### Stated exercise
Answer these about the mailing-list message below:
1. What date and time does the message carry?
2. Which test does Dean Rasheed call by far the slowest in its group?
3. What does Tomas Vondra say is not quite clear to him?

— Start of Passage shown —

Re: [HACKERS] PATCH: multivariate histograms and MCV lists

From: David Rowley <david(dot)rowley(at)2ndquadrant(dot)com>
To: Tomas Vondra <tomas(dot)vondra(at)2ndquadrant(dot)com>
Cc: Dean Rasheed <dean(dot)a(dot)rasheed(at)gmail(dot)com>, Alvaro Herrera <alvherre(at)2ndquadrant(dot)com>, Michael Paquier <michael(at)paquier(dot)xyz>, Andres Freund <andres(at)anarazel(dot)de>, Thomas Munro <thomas(dot)munro(at)enterprisedb(dot)com>, Bruce Momjian <bruce(at)momjian(dot)us>, Mark Dilger <hornschnorter(at)gmail(dot)com>, Pg Hackers <pgsql-hackers(at)postgresql(dot)org>
Subject: Re: [HACKERS] PATCH: multivariate histograms and MCV lists
Date: 2019-03-10 22:27:54
Message-ID: CAKJS1f_2yGfR2Q3vEYwQ2aoHhs_QDYT5mq_YUyaobnEHCCJmSg@mail.gmail.com
Views: Raw Message | Whole Thread | Download mbox | Resend email
Thread:
Lists: pgsql-hackers

On Mon, 11 Mar 2019 at 06:36, Tomas Vondra <tomas(dot)vondra(at)2ndquadrant(dot)com> wrote:
>
> On 3/9/19 7:33 PM, Dean Rasheed wrote:
> > I wonder if it's possible to write smaller, more targeted tests.
> > Currently "stats_ext" is by far the slowest test in its group, and I'm
> > not sure that some of those tests add much. It ought to be possible to
> > write a function that calls EXPLAIN and returns a query's row
> > estimate, and then you could write tests to confirm the effect of the
> > new stats by verifying the row estimates change as expected.
>
> Sure, if we can write more targeted tests, that would be good. But it's
> not quite clear to me how wrapping EXPLAIN in a function makes those
> tests any faster?

— End of Passage shown —
— Start of Stored data —

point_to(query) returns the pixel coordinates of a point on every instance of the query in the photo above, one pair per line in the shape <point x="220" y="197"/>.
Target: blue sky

— End of Stored data —

### Task answer
1. 2019-03-10 22:27:54
2. "stats_ext"
3. How wrapping EXPLAIN in a function makes those tests any faster.